> **Texte fourni**
======
“De trop nombreuses entreprises ont sous-estimé la révolution digitale”

© LAURIE DIEFFEMBACQ/Belgaimage

Présenté comme le n° 2 du groupe mondial de communication Dentsu Aegis Network, le Britannique Nigel Morris s’est récemment posé à Bruxelles pour y inaugurer un nouvel espace dédié au futur. Rencontre avec un visionnaire qui, en exclusivité pour “Trends-Tendances”, décode les nouveaux mécanismes publicitaires.

Présent dans le top 5 des plus grands groupes de communication au monde, Dentsu Aegis Network emploie près de 40.000 personnes sur les cinq continents et occupe, en Belgique, la première place du classement des agences médias en termes de chiffres d’affaires (257 millions d’euros en 2016). Dernièrement, l’entreprise a ouvert son tout nouveau NowLab, une espèce de laboratoire d’un futur imminent destiné à épingler les nouvelles technologies qui sont en train de révolutionner doucement l’expérience client.

De passage à Bruxelles pour inaugurer cet espace inédit et rencontrer une vingtaine de CEO de marques phares en Belgique, le n° 2 mondial du groupe, Nigel Morris, s’est confié à Trends-Tendances sur les nouveaux défis du monde de la pub.

NIGEL MORRIS. C’est un espace physique focalisé sur l’innovation et les nouvelles technologies, que ce soit les robots, les objets connectés, la réalité virtuelle, la réalité augmentée, etc. Ce n’est pas uniquement pour nos employés, c’est aussi pour nos clients et nos partenaires pour qu’ils puissent réellement expérimenter ces technologies qui vont de plus en plus faire partie de la vie des gens. Notre slogan est d’ailleurs ” Innovating the way brands are built ” (” Innover dans la façon dont les marques sont construites “). C’est notre vision. Il s’agit finalement de répondre à la question : comment faire les choses différemment ou plutôt de la meilleure façon dans ce contexte de révolution technologique ? Pour cela, nous avons aujourd’hui une série de labs à travers le monde et, désormais, nous en avons aussi un à Bruxelles.
======
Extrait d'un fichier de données
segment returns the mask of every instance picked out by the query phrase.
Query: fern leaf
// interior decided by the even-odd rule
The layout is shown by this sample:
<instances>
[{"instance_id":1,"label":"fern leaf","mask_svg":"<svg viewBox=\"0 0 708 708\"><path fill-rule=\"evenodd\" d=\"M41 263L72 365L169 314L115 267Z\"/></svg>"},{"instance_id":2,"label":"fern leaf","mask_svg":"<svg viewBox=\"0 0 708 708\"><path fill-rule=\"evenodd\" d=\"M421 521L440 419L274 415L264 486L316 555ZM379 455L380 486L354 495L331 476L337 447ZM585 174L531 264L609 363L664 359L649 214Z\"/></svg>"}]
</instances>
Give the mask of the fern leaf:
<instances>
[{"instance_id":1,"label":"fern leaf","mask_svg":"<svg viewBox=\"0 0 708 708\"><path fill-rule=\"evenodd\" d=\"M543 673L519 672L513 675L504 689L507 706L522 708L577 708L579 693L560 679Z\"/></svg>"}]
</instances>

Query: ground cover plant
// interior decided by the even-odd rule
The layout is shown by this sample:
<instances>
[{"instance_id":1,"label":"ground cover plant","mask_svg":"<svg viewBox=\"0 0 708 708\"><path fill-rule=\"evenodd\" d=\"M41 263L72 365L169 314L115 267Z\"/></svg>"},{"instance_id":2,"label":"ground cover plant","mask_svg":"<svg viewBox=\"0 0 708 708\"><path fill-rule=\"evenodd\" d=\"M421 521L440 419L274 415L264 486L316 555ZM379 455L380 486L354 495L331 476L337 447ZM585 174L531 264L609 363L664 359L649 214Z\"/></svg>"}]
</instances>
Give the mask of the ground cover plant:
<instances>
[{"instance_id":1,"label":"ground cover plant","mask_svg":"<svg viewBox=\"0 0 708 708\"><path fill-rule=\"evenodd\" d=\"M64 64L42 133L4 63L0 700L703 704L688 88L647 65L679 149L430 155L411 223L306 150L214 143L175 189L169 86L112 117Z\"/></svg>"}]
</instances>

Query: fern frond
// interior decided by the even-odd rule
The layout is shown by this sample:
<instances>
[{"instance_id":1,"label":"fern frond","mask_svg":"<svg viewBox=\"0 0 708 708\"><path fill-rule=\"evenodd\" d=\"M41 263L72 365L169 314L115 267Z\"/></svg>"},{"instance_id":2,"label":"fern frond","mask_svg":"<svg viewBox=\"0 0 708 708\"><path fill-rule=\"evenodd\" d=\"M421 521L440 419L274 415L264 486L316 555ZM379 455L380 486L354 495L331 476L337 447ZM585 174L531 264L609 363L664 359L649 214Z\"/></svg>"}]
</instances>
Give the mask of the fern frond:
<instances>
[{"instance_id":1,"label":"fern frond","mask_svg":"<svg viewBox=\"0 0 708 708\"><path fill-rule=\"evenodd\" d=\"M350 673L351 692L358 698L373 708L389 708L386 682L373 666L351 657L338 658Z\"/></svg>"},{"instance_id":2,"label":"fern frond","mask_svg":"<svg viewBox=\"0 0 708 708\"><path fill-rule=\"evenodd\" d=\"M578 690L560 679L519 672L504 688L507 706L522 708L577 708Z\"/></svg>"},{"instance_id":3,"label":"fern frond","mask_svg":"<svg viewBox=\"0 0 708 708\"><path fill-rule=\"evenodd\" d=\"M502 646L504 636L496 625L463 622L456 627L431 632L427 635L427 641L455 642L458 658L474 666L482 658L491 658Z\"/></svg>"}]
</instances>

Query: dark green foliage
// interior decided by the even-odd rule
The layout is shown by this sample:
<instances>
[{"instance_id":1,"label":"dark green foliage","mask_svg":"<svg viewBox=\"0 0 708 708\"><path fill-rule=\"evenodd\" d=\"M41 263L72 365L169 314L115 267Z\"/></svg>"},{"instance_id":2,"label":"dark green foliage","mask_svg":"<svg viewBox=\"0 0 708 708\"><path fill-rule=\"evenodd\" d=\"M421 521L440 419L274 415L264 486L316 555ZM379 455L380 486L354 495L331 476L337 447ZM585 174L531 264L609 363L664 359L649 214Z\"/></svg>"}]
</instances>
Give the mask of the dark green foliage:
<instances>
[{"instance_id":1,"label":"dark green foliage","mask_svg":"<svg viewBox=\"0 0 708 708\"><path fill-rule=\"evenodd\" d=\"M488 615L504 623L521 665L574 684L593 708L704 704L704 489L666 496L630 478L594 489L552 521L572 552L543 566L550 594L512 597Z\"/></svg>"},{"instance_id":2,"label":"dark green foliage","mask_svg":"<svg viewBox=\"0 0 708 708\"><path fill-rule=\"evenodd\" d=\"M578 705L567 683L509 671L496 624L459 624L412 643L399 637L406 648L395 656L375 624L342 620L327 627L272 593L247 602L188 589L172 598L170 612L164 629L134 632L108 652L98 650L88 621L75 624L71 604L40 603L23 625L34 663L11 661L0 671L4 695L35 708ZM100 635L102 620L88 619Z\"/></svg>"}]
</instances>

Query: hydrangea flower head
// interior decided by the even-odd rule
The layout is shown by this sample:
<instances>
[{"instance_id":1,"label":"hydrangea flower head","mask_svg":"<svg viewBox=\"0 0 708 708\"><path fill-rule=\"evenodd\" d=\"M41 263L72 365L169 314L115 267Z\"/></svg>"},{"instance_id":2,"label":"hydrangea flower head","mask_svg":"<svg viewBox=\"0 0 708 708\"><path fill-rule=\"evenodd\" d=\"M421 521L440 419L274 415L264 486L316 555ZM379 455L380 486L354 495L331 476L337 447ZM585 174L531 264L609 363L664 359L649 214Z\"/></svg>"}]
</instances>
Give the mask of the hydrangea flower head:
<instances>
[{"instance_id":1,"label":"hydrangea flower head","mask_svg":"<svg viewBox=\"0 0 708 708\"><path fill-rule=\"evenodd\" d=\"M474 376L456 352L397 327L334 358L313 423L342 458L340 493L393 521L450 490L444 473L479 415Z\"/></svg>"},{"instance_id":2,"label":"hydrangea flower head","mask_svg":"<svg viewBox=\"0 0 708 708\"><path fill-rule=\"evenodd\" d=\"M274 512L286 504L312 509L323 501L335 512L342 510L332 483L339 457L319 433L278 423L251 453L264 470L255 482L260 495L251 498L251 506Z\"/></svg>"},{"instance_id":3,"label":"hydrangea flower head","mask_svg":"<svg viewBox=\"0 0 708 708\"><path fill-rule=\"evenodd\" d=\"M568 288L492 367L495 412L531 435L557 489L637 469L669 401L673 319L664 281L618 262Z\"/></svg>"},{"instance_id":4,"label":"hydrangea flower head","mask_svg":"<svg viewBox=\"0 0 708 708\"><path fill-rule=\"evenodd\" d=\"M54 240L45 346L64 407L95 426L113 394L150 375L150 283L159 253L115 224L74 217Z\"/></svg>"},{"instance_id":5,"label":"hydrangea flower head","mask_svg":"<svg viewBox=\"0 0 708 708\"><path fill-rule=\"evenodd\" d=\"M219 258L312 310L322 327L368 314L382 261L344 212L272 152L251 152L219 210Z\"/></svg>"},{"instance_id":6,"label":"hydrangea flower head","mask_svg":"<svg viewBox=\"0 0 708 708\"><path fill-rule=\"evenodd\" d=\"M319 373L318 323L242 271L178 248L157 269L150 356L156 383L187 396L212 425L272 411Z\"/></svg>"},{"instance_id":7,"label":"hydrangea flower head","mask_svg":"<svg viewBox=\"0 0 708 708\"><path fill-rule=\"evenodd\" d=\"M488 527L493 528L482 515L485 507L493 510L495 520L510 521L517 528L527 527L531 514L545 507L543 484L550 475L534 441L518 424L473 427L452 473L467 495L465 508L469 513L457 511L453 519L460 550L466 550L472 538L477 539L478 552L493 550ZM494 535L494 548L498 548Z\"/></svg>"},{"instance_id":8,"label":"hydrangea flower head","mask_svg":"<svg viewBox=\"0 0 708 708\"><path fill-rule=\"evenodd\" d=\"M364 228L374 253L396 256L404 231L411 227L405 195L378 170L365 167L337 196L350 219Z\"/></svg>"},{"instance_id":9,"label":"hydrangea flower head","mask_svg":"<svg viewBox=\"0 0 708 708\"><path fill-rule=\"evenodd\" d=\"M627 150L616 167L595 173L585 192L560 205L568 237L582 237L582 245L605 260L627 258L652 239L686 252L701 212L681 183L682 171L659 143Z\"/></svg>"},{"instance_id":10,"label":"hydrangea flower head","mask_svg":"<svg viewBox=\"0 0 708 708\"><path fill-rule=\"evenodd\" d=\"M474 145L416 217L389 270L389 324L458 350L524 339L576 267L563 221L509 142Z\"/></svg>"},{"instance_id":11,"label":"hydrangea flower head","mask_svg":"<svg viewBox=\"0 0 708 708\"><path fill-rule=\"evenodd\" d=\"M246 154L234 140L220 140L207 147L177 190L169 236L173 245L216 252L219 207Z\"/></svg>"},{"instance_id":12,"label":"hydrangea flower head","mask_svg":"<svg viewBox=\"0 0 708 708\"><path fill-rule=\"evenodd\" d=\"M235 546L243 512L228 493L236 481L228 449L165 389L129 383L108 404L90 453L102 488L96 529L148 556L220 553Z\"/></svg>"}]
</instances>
======
> **Tâches à effectuer**
A - Énumérez les technologies que Nigel Morris cite en exemple, dans l'article sur la révolution digitale, pour décrire l'espace NowLab.
B - Indiquez combien de lignes de la liste contiennent la chaîne « dark », en respectant la casse, et donnez uniquement ce nombre.
L'article et la liste sont deux documents sans lien entre eux.

> **Liste des réponses**
A - Les robots, les objets connectés, la réalité virtuelle, la réalité augmentée.

B - 4